**EXERCISE DIRECTIONS:**
Output, please, every line from the line that holds "Locate the leafy" to the end, exactly as written.
[begin PROVIDED INFORMATION]
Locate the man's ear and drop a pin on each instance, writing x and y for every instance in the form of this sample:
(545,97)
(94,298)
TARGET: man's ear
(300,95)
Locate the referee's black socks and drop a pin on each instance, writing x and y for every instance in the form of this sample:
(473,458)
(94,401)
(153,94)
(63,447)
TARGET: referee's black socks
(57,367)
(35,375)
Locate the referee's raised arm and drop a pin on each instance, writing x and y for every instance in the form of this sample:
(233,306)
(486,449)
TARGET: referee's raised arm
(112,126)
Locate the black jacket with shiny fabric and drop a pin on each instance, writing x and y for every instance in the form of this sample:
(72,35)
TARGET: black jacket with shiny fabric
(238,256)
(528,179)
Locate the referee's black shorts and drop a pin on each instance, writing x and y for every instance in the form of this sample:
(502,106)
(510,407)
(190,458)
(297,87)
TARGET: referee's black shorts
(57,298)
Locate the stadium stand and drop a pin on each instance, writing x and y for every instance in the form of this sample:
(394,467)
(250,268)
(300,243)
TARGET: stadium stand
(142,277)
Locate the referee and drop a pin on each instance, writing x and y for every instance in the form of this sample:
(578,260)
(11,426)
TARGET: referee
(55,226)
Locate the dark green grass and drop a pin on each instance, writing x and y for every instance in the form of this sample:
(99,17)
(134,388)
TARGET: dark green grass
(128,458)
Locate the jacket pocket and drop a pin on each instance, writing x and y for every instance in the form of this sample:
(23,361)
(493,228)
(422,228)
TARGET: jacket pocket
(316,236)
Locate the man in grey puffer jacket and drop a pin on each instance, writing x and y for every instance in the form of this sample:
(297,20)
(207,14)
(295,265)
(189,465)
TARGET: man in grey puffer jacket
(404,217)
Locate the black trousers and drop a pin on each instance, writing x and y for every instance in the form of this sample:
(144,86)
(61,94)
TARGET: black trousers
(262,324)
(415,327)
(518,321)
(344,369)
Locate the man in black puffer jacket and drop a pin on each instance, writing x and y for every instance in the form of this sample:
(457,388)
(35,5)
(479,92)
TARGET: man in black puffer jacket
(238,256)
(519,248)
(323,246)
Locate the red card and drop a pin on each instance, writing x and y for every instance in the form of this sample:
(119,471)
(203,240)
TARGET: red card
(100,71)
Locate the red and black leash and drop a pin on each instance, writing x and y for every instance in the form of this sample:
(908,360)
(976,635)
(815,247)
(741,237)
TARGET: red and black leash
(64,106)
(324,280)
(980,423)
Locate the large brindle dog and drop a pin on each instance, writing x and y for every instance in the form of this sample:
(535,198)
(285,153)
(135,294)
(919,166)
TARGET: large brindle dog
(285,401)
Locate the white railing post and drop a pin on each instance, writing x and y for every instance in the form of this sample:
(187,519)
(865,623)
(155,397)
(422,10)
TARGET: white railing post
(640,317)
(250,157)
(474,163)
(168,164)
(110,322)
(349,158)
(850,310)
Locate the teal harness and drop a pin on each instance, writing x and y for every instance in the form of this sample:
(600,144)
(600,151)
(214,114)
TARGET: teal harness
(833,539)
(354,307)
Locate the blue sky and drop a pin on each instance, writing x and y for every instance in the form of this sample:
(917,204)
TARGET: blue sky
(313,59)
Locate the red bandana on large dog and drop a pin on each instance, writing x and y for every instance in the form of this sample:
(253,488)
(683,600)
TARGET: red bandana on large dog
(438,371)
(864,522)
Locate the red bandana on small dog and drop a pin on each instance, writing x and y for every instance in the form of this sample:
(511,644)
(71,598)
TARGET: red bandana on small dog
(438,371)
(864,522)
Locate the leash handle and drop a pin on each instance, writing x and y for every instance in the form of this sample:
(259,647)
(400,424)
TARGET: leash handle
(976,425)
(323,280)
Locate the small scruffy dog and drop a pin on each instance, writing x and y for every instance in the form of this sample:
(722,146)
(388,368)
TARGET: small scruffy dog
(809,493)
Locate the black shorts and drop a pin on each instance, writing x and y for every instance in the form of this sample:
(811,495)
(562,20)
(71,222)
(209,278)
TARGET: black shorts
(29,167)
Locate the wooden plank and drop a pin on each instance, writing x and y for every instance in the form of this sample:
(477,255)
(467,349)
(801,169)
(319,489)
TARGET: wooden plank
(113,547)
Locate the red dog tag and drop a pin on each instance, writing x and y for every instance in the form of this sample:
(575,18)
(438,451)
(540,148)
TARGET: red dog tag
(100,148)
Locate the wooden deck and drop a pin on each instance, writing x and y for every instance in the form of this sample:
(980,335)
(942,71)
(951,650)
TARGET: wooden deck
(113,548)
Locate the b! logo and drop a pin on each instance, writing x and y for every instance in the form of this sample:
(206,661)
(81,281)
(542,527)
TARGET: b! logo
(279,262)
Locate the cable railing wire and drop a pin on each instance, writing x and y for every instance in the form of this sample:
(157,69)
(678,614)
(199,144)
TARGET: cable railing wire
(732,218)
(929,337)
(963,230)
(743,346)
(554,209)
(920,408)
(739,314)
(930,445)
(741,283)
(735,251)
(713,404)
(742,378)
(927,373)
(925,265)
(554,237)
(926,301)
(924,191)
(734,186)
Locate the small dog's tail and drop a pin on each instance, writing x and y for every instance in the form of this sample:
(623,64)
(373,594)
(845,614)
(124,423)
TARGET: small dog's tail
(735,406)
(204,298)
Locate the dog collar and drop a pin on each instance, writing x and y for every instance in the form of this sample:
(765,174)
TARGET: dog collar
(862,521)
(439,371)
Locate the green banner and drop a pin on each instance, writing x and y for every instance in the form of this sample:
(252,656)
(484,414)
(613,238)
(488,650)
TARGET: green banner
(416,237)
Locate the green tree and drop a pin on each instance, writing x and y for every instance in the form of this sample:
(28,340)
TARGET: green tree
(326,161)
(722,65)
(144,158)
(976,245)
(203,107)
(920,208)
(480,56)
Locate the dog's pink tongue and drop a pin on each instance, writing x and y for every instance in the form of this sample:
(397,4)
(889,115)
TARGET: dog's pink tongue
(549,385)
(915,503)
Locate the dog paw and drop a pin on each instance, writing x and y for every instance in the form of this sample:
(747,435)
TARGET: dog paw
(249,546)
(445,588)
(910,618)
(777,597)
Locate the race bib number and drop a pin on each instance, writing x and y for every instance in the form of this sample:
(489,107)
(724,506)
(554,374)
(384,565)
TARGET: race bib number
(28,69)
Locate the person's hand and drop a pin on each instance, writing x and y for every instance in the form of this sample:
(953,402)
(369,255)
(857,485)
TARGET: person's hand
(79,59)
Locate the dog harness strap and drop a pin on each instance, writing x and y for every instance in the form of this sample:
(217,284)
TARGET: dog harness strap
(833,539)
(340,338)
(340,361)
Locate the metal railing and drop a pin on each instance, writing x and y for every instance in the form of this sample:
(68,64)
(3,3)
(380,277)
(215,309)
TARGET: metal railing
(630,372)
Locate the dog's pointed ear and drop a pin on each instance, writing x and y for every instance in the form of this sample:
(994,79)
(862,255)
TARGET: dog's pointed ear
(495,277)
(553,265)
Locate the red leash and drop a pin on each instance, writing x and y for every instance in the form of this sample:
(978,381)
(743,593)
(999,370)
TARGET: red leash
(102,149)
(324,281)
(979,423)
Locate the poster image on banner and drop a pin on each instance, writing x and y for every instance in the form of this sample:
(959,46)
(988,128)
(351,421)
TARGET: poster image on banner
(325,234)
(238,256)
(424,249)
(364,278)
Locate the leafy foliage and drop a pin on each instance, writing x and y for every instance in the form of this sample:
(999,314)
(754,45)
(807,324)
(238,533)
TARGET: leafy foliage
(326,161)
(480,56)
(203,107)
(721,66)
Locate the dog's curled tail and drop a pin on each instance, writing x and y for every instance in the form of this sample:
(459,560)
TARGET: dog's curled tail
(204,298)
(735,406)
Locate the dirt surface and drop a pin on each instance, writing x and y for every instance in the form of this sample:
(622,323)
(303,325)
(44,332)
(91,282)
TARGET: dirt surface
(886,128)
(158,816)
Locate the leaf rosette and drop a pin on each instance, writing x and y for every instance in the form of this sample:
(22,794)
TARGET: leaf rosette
[end PROVIDED INFORMATION]
**TASK ANSWER:**
Locate the leafy foliage and drop a pin on each instance, writing x and y for every instance in the form of this sample:
(999,314)
(754,45)
(807,324)
(238,533)
TARGET: leafy foliage
(326,161)
(480,56)
(203,107)
(721,66)
Locate the dog's curled tail and drop a pin on each instance, writing x and y for every instance in the form of this sample:
(459,560)
TARGET: dog's curled tail
(204,298)
(735,406)
Locate the dirt surface and drop a pin on each instance, writing x and y for every instance in the form of this sample:
(622,323)
(303,325)
(44,332)
(91,282)
TARGET: dirt surface
(886,128)
(158,816)
Locate the leaf rosette and drop a pin on each instance, writing x and y for every instance in the form of this sample:
(22,794)
TARGET: leaf rosette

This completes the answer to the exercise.